RECORDS SUPPLIED —
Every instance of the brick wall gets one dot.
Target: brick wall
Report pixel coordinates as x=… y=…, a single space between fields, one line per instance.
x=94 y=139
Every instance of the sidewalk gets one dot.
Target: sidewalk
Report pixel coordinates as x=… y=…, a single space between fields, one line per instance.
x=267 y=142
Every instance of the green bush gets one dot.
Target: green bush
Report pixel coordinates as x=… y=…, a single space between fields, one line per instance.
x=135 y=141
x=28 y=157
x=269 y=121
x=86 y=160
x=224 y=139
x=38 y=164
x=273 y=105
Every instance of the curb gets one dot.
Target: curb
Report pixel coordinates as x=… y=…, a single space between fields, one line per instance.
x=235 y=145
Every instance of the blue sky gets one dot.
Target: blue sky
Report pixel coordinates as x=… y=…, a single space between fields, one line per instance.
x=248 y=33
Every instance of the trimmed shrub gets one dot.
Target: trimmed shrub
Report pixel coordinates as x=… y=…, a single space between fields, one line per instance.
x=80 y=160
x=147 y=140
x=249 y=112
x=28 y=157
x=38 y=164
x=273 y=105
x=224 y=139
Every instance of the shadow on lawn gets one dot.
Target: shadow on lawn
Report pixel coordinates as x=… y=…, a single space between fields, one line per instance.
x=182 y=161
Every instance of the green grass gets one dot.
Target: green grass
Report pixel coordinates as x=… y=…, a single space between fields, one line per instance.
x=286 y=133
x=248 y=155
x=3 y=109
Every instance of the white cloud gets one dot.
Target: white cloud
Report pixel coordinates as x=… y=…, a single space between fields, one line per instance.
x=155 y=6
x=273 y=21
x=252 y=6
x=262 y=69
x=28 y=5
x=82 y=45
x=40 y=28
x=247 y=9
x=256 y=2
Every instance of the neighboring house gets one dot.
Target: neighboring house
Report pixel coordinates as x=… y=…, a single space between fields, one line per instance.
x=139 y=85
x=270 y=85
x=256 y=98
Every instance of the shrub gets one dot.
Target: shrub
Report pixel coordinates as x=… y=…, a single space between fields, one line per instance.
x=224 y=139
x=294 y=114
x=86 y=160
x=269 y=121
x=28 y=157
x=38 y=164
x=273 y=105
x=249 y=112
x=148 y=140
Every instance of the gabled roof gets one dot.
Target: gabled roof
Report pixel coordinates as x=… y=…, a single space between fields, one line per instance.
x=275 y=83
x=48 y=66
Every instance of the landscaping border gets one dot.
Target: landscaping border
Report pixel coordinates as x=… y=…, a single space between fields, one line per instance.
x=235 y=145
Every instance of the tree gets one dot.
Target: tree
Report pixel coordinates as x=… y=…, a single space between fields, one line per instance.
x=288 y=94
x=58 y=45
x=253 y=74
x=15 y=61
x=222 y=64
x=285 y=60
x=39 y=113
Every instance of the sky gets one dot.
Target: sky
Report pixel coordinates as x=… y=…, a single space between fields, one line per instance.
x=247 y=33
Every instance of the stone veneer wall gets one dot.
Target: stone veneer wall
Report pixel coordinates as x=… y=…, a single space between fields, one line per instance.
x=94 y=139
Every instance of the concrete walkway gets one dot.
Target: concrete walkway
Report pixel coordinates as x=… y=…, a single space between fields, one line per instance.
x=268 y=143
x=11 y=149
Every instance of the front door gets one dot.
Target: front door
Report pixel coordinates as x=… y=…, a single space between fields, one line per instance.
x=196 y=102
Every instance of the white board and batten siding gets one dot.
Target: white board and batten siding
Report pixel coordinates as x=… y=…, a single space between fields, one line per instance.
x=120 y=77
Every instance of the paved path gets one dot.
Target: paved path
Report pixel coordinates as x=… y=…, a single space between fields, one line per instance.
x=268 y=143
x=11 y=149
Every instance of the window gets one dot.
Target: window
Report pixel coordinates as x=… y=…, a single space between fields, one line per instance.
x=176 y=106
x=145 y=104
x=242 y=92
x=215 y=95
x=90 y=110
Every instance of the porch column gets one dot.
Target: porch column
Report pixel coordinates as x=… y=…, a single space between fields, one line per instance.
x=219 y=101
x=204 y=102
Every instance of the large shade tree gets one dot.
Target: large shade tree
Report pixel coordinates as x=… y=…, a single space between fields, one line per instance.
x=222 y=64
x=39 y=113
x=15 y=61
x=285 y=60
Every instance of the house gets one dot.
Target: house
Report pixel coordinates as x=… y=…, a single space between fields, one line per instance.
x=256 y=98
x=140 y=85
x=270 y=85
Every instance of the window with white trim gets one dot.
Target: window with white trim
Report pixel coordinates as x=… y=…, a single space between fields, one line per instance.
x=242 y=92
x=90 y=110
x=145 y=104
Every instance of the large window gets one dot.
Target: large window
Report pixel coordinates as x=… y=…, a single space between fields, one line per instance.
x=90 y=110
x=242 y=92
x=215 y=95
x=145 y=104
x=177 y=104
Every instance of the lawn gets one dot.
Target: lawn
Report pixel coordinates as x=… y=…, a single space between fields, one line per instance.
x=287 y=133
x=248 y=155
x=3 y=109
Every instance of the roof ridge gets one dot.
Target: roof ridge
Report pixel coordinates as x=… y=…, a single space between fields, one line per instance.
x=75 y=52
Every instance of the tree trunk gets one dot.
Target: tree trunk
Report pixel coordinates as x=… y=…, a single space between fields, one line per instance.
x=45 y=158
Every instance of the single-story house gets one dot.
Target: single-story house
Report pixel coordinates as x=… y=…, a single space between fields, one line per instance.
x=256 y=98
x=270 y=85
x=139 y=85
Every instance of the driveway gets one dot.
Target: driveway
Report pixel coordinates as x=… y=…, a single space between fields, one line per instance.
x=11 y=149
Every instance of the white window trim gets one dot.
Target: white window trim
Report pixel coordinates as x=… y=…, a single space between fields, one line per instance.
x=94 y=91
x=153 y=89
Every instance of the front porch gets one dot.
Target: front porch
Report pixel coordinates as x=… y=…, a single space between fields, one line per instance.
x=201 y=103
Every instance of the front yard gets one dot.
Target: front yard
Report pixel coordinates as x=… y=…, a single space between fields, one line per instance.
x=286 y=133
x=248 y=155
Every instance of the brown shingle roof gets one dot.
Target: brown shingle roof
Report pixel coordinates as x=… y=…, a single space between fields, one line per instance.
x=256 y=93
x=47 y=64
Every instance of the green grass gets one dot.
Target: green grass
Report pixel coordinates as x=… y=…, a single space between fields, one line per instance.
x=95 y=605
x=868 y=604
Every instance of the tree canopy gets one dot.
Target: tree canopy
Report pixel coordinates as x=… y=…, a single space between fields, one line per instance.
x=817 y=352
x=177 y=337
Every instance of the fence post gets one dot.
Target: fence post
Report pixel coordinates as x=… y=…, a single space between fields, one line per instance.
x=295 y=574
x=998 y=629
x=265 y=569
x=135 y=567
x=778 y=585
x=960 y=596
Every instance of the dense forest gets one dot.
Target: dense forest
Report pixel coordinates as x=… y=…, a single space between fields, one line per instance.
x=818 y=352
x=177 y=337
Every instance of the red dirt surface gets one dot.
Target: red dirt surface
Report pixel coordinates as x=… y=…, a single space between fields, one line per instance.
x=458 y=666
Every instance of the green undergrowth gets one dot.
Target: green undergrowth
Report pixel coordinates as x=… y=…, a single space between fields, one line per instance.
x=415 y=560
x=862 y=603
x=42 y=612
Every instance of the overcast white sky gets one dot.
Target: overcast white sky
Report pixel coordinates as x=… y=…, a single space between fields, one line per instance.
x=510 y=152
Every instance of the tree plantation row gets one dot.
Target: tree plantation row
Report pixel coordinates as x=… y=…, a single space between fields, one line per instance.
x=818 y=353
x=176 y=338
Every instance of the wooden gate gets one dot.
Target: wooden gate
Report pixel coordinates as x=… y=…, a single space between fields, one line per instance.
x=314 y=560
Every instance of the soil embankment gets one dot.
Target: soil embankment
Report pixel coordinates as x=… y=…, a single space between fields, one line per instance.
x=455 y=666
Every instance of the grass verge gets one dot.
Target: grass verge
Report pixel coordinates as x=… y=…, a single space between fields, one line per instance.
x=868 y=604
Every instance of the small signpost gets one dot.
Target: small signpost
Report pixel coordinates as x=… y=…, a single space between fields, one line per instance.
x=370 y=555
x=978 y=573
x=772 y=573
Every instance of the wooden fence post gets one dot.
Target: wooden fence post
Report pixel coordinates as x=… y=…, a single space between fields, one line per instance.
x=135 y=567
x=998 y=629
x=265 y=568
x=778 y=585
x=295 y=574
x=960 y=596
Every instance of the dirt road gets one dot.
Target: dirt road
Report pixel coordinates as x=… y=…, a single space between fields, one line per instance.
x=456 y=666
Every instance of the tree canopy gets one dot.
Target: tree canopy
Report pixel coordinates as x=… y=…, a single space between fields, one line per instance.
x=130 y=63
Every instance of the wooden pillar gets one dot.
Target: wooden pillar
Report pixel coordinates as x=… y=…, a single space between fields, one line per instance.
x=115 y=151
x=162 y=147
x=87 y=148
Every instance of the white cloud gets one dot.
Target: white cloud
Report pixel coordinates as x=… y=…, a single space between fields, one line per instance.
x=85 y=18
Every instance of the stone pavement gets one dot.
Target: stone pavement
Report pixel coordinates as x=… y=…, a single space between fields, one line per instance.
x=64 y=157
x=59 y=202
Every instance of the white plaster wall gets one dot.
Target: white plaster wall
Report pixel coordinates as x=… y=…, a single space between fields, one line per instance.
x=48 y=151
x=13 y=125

GIVEN REQUEST — Could you give the data above, from the line with "Every instance of the trimmed" to the line with "x=148 y=140", as a JSON list of strings, one string per line, with blank lines left out?

SOLUTION BELOW —
[
  "Every instance of the trimmed shrub gets one dot.",
  "Target: trimmed shrub",
  "Report pixel coordinates as x=… y=…, a single space between fields, one line per instance.",
  "x=80 y=160",
  "x=147 y=140",
  "x=249 y=112",
  "x=28 y=157",
  "x=38 y=164",
  "x=273 y=105",
  "x=224 y=139",
  "Every instance of the shadow on lawn gets one dot.",
  "Target: shadow on lawn",
  "Report pixel coordinates as x=… y=…, a single space between fields, one line per instance.",
  "x=182 y=161",
  "Every instance of the green grass gets one dot.",
  "Target: green grass",
  "Report pixel coordinates as x=… y=…, a single space between fields, one line per instance.",
  "x=286 y=133",
  "x=248 y=155",
  "x=3 y=109",
  "Every instance of the white cloud gets one dot.",
  "Target: white cloud",
  "Report pixel coordinates as x=… y=…, a single space between fields, one line per instance.",
  "x=155 y=6",
  "x=273 y=21",
  "x=252 y=6",
  "x=262 y=69",
  "x=28 y=5",
  "x=82 y=45",
  "x=40 y=28",
  "x=247 y=9",
  "x=256 y=2",
  "Every instance of the neighboring house gets one dot.",
  "Target: neighboring house",
  "Report pixel coordinates as x=… y=…, a single space between fields, one line per instance.",
  "x=139 y=85",
  "x=270 y=85",
  "x=256 y=98",
  "Every instance of the shrub gets one dot.",
  "Target: shrub",
  "Report pixel coordinates as x=… y=…, a single space between fields, one line per instance.",
  "x=224 y=139",
  "x=294 y=114",
  "x=86 y=160",
  "x=269 y=121",
  "x=28 y=157",
  "x=38 y=164",
  "x=273 y=105",
  "x=249 y=112",
  "x=148 y=140"
]